WORK INSTRUCTIONS
Could you pull out every line of the records below that contains the string "sweater", treating uppercase and lowercase as different?

----

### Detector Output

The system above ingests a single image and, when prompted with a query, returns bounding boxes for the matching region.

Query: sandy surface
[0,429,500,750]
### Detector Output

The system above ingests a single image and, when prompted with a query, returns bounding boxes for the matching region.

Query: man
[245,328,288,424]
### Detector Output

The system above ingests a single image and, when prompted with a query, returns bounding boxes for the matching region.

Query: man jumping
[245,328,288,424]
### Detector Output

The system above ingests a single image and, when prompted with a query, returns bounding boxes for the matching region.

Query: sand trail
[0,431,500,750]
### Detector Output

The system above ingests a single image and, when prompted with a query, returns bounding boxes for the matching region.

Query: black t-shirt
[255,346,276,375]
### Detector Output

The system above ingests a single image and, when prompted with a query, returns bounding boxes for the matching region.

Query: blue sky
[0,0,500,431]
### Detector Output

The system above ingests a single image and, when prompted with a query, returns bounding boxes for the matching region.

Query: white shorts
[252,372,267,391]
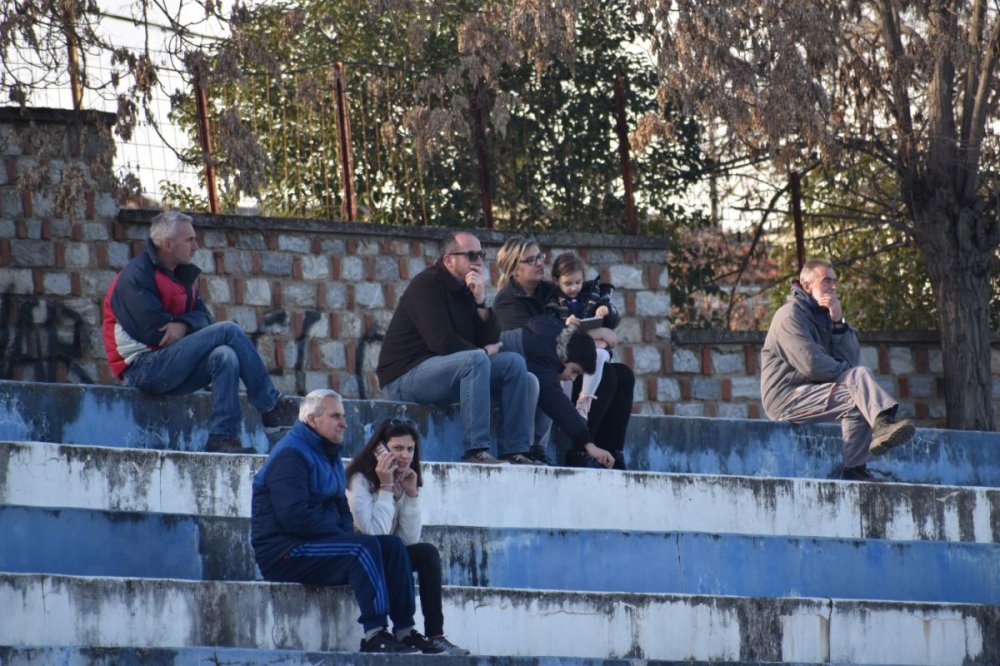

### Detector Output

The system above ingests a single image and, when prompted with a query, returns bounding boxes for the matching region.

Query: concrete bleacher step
[0,442,1000,543]
[0,506,1000,604]
[0,646,916,666]
[0,381,1000,487]
[7,573,1000,666]
[0,381,1000,666]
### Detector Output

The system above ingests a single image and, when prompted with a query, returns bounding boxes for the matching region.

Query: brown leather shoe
[868,413,917,456]
[205,435,257,453]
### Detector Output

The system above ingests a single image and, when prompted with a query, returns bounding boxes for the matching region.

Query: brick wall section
[668,330,1000,427]
[0,109,1000,425]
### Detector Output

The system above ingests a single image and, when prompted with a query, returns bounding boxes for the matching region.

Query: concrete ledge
[0,442,1000,543]
[0,574,1000,666]
[0,646,848,666]
[0,381,1000,487]
[0,506,1000,604]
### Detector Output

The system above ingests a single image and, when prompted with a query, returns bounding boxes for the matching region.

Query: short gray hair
[299,389,344,423]
[149,210,194,247]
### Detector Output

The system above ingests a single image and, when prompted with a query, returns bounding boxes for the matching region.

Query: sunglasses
[448,250,486,261]
[521,252,545,264]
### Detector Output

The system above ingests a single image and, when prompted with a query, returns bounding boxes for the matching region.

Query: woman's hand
[399,467,418,497]
[587,326,618,349]
[375,446,396,486]
[583,442,615,469]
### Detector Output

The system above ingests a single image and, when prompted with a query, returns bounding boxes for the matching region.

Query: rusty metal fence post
[614,76,639,236]
[194,81,219,215]
[332,62,358,222]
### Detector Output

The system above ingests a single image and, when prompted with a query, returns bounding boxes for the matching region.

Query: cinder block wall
[0,109,1000,426]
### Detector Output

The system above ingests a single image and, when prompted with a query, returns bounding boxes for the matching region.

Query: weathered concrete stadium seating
[0,382,1000,665]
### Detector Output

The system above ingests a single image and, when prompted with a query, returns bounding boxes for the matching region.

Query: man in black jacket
[376,231,538,464]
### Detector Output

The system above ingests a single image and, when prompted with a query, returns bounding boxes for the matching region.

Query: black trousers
[573,363,635,469]
[406,543,444,636]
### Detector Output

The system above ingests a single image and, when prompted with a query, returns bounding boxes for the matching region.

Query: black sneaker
[566,448,604,469]
[400,629,444,654]
[260,395,299,428]
[427,636,470,657]
[528,444,552,465]
[462,449,507,465]
[361,629,420,654]
[868,411,917,456]
[205,435,257,453]
[840,465,882,483]
[500,453,541,465]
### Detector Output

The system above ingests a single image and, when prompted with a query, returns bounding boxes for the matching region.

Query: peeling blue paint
[0,381,1000,487]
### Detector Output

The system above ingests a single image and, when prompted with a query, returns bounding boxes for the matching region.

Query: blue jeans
[500,328,552,451]
[124,321,280,435]
[382,349,538,455]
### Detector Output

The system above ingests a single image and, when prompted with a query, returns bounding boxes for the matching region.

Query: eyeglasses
[382,419,417,430]
[448,250,486,261]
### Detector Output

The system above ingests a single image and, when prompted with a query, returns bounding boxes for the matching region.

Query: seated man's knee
[452,349,490,371]
[489,352,538,381]
[208,345,240,372]
[837,365,875,384]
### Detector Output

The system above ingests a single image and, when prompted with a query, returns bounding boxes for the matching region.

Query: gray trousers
[768,366,897,467]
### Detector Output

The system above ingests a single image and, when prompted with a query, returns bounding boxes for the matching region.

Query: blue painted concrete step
[0,506,1000,604]
[0,381,1000,487]
[0,573,1000,666]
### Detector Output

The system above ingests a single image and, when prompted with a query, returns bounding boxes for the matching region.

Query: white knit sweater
[347,472,423,546]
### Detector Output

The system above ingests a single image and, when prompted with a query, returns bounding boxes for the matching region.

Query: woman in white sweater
[346,419,469,655]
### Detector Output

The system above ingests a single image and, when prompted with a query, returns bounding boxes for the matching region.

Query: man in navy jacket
[250,389,442,654]
[104,211,297,453]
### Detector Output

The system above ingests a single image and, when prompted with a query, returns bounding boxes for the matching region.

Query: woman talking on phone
[346,419,469,655]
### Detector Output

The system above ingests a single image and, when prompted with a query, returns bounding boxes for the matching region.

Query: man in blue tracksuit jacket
[251,389,441,654]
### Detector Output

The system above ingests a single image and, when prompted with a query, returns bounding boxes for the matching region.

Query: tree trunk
[913,197,996,430]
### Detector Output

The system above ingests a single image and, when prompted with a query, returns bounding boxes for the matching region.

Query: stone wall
[664,330,1000,427]
[0,109,670,409]
[0,109,1000,426]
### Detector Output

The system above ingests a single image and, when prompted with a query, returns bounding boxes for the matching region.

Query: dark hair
[344,419,424,489]
[552,252,587,282]
[563,328,597,375]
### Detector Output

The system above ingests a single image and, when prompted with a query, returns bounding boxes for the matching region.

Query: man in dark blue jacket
[375,231,538,464]
[251,389,442,654]
[104,211,298,453]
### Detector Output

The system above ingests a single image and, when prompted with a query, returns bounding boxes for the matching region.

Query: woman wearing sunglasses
[346,419,469,655]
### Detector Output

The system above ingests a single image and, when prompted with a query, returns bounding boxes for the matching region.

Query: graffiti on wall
[0,292,94,384]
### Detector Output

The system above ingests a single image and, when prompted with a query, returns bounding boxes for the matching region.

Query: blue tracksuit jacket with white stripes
[250,421,354,575]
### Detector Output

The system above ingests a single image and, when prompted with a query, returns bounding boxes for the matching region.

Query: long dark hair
[344,419,424,488]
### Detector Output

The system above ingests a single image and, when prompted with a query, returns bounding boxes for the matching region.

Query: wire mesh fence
[5,44,203,206]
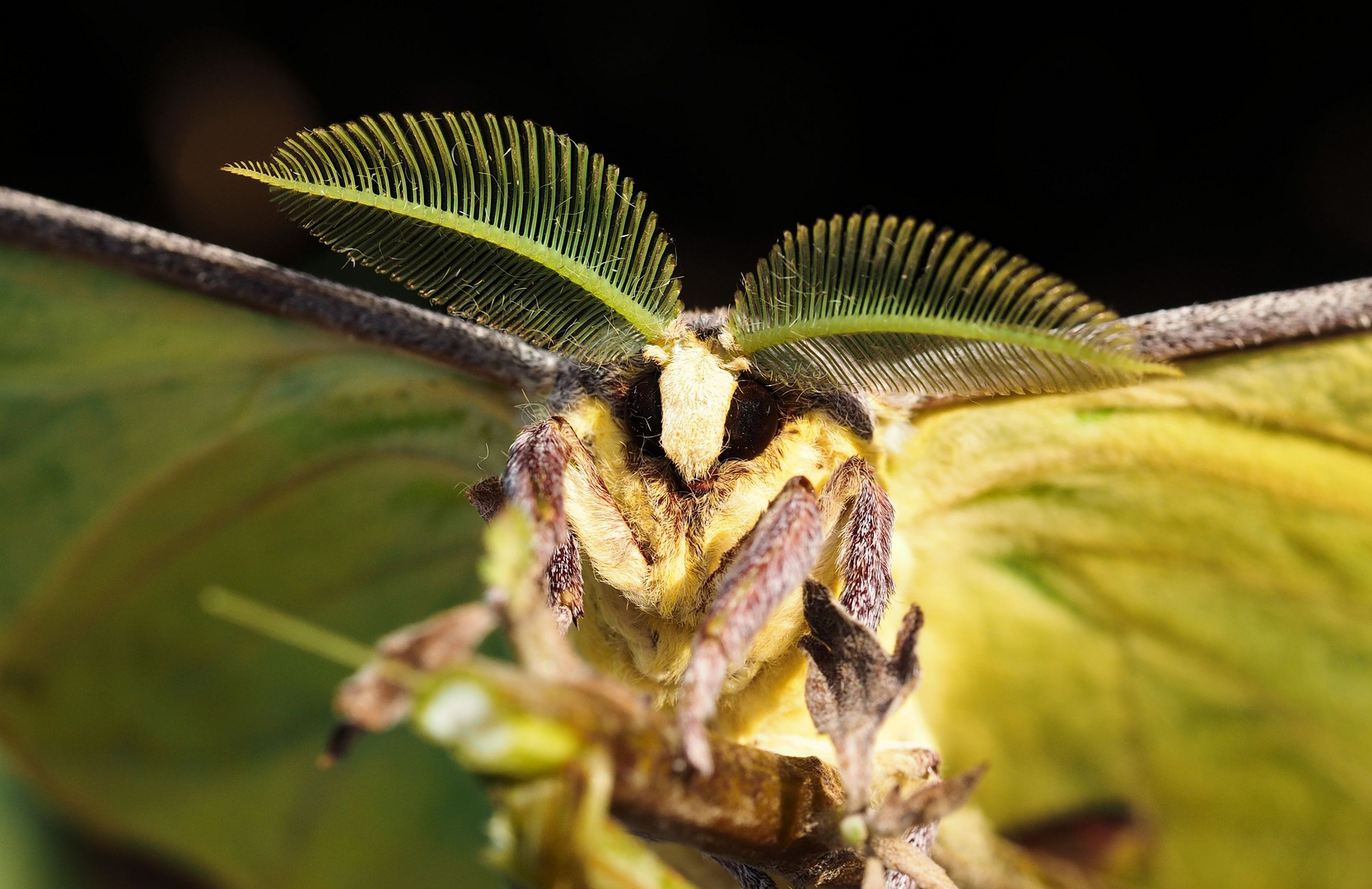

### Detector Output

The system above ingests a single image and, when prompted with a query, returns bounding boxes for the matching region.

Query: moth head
[225,114,1176,436]
[622,314,781,486]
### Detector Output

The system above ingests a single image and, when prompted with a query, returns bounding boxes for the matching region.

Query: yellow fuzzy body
[562,347,931,759]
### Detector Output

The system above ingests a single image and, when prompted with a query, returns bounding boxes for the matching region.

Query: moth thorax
[647,336,737,482]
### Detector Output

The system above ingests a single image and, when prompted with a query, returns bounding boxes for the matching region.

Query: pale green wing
[886,326,1372,889]
[0,245,515,889]
[225,114,679,361]
[731,214,1172,395]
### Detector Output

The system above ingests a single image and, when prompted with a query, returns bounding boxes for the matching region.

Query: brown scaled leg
[466,476,586,632]
[819,457,896,630]
[499,417,646,632]
[676,476,824,775]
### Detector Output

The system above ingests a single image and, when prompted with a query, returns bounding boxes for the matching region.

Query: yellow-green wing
[0,235,511,889]
[888,319,1372,889]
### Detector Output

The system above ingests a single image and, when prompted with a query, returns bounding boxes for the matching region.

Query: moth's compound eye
[620,373,665,457]
[719,380,781,461]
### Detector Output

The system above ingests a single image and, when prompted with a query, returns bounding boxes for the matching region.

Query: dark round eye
[620,375,664,457]
[719,380,781,461]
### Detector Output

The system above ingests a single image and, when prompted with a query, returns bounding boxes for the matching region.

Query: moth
[2,114,1372,887]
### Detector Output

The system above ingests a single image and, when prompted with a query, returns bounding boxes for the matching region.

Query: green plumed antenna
[731,214,1177,397]
[224,114,680,362]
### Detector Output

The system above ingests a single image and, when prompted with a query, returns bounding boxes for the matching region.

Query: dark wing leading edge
[730,214,1176,397]
[886,280,1372,889]
[0,192,518,889]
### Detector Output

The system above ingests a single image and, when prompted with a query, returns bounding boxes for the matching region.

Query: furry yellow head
[643,319,748,484]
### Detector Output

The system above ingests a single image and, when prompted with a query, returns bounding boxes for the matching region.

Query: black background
[0,2,1372,313]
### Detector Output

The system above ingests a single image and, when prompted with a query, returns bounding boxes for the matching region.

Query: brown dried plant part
[676,476,824,775]
[819,457,896,630]
[332,603,497,735]
[505,417,646,631]
[800,580,923,812]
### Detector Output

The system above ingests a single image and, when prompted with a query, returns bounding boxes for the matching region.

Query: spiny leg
[676,476,824,775]
[497,417,646,632]
[709,854,777,889]
[466,476,586,632]
[819,457,896,630]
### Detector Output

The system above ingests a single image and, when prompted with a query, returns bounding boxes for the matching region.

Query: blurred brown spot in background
[146,31,324,259]
[1304,107,1372,255]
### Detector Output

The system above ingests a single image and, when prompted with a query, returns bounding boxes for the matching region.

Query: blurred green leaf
[0,247,513,887]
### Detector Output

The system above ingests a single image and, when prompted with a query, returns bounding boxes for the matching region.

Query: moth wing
[0,244,513,887]
[886,333,1372,889]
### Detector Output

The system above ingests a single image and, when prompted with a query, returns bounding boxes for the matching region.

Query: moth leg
[819,457,896,630]
[466,476,586,632]
[676,476,824,775]
[502,417,647,631]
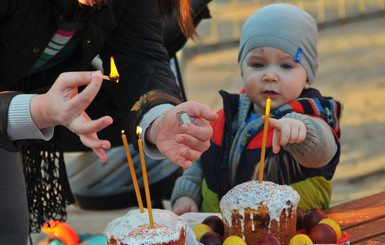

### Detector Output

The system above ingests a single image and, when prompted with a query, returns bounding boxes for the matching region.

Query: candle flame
[136,126,142,136]
[110,56,119,82]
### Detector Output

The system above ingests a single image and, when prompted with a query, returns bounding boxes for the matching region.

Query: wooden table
[326,191,385,244]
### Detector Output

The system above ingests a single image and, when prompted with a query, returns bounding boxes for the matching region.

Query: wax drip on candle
[258,97,271,183]
[122,130,144,213]
[136,126,154,229]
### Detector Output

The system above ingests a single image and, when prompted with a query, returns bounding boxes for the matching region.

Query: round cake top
[220,180,300,219]
[104,209,187,244]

----

OUTPUT
Query: white knit sweater
Query: woman in white sweater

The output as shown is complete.